▸ **Problem details**
Reproduce the material below word for word, and omit the pictures from your reply.

▸ **Record excerpts**
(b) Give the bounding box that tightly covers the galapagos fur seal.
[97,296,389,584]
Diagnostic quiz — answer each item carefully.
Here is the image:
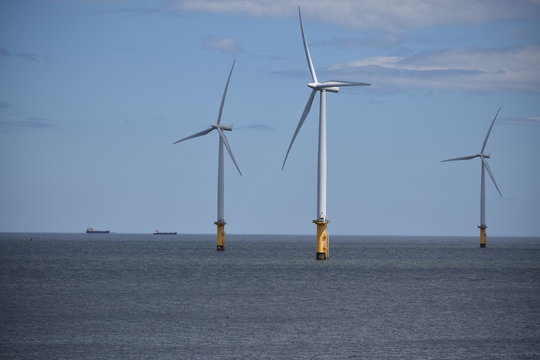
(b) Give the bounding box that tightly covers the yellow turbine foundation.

▸ **Right answer**
(b) Give the bounding box that tightly covers the galapagos fur seal.
[97,296,389,584]
Diagnostic quiz — answer each item carefully.
Here is the image:
(b) Give the bounding box that tightly covers the yellow turbine foundation.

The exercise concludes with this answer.